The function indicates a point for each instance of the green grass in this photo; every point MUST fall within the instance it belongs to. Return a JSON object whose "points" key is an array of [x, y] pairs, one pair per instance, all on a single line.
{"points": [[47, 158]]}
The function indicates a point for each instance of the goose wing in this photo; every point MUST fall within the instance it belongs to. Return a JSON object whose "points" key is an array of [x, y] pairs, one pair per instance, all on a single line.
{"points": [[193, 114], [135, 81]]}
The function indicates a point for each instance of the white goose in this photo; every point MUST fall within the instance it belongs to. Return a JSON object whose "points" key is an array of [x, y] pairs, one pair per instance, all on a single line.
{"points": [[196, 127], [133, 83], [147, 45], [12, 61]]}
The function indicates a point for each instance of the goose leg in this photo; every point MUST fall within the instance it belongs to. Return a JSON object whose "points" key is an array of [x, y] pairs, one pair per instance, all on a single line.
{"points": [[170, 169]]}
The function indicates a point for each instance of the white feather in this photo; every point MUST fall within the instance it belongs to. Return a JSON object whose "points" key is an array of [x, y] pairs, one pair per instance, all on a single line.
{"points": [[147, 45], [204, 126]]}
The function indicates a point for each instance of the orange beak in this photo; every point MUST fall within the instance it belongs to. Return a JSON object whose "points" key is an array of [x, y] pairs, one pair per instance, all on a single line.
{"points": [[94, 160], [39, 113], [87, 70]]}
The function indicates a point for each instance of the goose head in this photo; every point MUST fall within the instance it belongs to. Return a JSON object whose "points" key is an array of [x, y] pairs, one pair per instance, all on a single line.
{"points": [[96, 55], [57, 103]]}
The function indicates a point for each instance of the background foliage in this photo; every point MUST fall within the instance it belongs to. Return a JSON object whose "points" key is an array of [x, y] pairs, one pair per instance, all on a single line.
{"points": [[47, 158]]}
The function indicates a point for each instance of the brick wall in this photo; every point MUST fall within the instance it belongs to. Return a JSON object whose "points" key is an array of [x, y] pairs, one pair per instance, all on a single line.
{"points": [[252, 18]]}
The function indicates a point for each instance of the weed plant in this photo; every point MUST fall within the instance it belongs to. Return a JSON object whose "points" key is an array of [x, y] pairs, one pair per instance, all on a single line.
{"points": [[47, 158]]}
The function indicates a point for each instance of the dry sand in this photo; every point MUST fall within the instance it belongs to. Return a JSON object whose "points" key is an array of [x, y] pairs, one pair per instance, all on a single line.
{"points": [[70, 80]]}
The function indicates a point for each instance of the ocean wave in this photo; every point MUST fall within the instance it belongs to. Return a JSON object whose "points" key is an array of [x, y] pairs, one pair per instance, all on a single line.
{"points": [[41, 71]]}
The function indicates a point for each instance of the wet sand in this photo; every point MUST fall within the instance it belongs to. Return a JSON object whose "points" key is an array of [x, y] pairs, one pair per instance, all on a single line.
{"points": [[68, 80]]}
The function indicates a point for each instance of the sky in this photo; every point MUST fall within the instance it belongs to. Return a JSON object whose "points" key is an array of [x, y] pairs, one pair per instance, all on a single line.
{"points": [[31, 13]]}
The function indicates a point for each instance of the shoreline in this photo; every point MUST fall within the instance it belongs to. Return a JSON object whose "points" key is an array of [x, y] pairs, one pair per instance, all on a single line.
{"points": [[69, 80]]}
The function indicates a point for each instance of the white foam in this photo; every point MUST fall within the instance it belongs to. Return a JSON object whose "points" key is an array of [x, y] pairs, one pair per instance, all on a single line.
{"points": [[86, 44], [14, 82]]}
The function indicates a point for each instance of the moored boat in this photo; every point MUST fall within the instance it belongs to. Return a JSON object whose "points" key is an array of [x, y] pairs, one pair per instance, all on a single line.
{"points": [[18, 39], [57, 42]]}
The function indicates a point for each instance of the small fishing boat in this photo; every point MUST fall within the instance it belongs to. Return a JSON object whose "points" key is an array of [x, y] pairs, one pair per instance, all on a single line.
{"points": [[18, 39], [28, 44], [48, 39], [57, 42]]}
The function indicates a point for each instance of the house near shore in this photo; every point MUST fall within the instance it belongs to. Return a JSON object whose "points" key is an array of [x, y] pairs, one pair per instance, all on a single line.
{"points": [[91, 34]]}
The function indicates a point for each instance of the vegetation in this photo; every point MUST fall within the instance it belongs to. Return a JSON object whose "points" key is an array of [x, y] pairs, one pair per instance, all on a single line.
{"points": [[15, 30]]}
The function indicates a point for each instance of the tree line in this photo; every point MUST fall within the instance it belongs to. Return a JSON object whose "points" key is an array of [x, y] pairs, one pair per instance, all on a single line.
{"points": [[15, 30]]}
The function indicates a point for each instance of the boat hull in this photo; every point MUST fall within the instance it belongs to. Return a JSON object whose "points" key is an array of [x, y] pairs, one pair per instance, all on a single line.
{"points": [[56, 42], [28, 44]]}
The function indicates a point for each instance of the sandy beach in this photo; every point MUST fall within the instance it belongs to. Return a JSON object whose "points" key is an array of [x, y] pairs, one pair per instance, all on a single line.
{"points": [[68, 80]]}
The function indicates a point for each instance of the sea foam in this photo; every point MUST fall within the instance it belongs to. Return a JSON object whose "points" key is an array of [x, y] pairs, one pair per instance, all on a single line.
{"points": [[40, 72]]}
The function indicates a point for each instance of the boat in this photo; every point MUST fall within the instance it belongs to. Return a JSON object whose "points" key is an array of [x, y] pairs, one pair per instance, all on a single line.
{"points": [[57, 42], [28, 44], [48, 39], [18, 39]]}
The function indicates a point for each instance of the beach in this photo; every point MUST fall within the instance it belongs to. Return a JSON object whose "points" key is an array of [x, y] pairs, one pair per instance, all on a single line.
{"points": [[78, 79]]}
_ _ _ _ _ _ _
Exercise description: Reproduce the records word for word.

Result of this exercise:
The function indicates a point for each instance of the green grass in this photo; every point MUST fall within the instance it belongs to. Return a JSON object whose "points" key is an array of [x, y] pairs, one pair per instance, all on a single line.
{"points": [[47, 158]]}
The function indicates a point for each instance of the goose wing in this photo; every point MUST fall within the instance it belongs to. Return a JSON object whose "points" key is an array of [x, y] pairs, one pair per instance, all on a single line.
{"points": [[193, 114], [135, 81]]}
The function indicates a point for each instance of the white goose in this photo; every point MUST fall within the instance it belongs to. Return a JSON object whose "points" key is an array of [x, y] pairs, one pair per instance, all on a single line.
{"points": [[196, 127], [133, 83], [147, 45], [12, 61]]}
The function indicates a point for each instance of the goose leg in this photo; every point MUST fall within the instance it belongs to. Return a JSON object whose "points" key is an array of [x, y] pairs, one pair per instance, all on a single line.
{"points": [[170, 169]]}
The function indicates a point for each instance of the white feather in this photo; every point MUST fall within the instance it belongs to. Return a JSON object whose "points" key is an array of [x, y] pairs, one pair per instance, all on a single line.
{"points": [[147, 45], [204, 126]]}
The function indicates a point for each instance of the orange beak in this photo; every point MUST fall within the instance it belongs to. Return a JSON object whose "points" key is an array of [x, y] pairs, one pair per instance, all on a single line.
{"points": [[94, 160], [39, 113], [87, 70]]}
The function indicates a point for each instance of the goose head in this photo; every point MUST fall within the instance it belongs to. Return a JSON object whose "points" key is an array of [x, y] pairs, one pair per instance, all on a single line.
{"points": [[96, 55], [57, 103]]}
The function indicates a point for each instance of the background foliage in this photo; every point MUST fall within the instance it belongs to. Return a JSON object whose "points" key is an array of [x, y] pairs, one pair per instance, all on a single line.
{"points": [[47, 158]]}
The function indicates a point for each instance of the brick wall in this photo; every point MUST fall within the instance it belongs to. Return a JSON object whose "points" key is an array of [x, y] pairs, one pair per instance, all on a single line.
{"points": [[252, 18]]}
The function indicates a point for each instance of the weed plant in this photo; every point MUST fall within the instance it belongs to. Return a JSON object whose "points" key is an array of [x, y] pairs, one pair per instance, all on a single line.
{"points": [[47, 158]]}
The function indicates a point for each instance of the dry sand in this photo; every point MUST fall within the instance it belongs to. Return a JSON object whose "points" key is an array of [x, y] pairs, one pair per instance, all on a single line.
{"points": [[70, 80]]}
The function indicates a point for each instance of the ocean wave in this photo; every point MUST fall within the instance it belongs to. Return a JSON object whose "points" key is an array of [x, y] pairs, one pair per instance, all on a single line.
{"points": [[41, 71]]}
The function indicates a point for each instance of the wet sand in this photo; every point MUST fall within the instance it belongs to. Return a JSON object whose "points" key is an array of [x, y] pairs, one pair per instance, all on a single line.
{"points": [[68, 80]]}
The function indicates a point for each instance of the sky in this photo; every point MUST fall within the instance it belongs to. Return a JSON object whose "points" key is an array of [x, y] pairs, one pair per instance, all on a single line.
{"points": [[31, 13]]}
The function indicates a point for each instance of the shoreline in this photo; every point MUST fall within the instance it belongs to. Return a JSON object whose "points" key is an array of [x, y] pairs, one pair per instance, all on a single line.
{"points": [[69, 80]]}
The function indicates a point for each instance of the white foam in this photo; every point MUST fall within the instance it belongs to. Return a JSON object whose "points" key is an array of [x, y] pairs, one pair per instance, all on a single line.
{"points": [[86, 44], [14, 82]]}
The function indicates a point for each instance of the moored boat in this photo; every point MUST fall within the instance it belongs to. Return a JSON object whose "points" key is an array of [x, y] pairs, one pair per instance, all on a single line.
{"points": [[18, 39], [57, 42]]}
The function indicates a point for each instance of the small fishing boat in this photo; every point MUST fall within the instance it belongs to. Return a JSON object whose "points" key is an array of [x, y] pairs, one pair per instance, all on a single line.
{"points": [[18, 39], [28, 44], [48, 39], [57, 42]]}
The function indicates a point for each instance of the house near shore in this photo; every point MUST fall within the instance it belongs to. Return a JSON object whose "points" key is an array of [x, y] pairs, one pair per instance, all on a single line.
{"points": [[91, 34]]}
The function indicates a point for each instance of the vegetation in this photo; every point MUST fall within the instance it belongs to. Return a JSON object whose "points" key is an array of [x, y] pairs, one pair per instance, all on a single line.
{"points": [[15, 30]]}
The function indicates a point for each instance of the tree line in this photo; every point MUST fall within the instance it belongs to. Return a JSON object whose "points" key is an array of [x, y] pairs, one pair per instance, all on a single line.
{"points": [[15, 30]]}
The function indicates a point for each instance of the boat hull in this photo; every point MUST fall within the instance it belongs to. Return a JSON object whose "points" key is an array of [x, y] pairs, one pair per instance, all on a single line.
{"points": [[56, 42], [28, 44]]}
The function indicates a point for each instance of the sandy beach in this photo; every point MUST fall within the instance it belongs to. Return a JSON object whose "points" key is an array of [x, y] pairs, one pair per instance, all on a single line.
{"points": [[68, 80]]}
The function indicates a point for each instance of the sea foam in this photo; every point MUST fall within the instance it belongs to. Return a JSON object whose "points" key is an array of [x, y] pairs, one pair per instance, all on a single line.
{"points": [[40, 72]]}
The function indicates a point for each instance of the boat in this photo; every point MUST fall within the instance it belongs to. Return a JSON object whose "points" key is an array of [x, y] pairs, one pair per instance, all on a single line.
{"points": [[57, 42], [28, 44], [48, 39], [18, 39]]}
The function indicates a point for each instance of the beach in this photo; every point MUST fall within the instance it belongs to. Return a JSON object whose "points" key is an array of [x, y] pairs, one pair per instance, all on a single line.
{"points": [[78, 79]]}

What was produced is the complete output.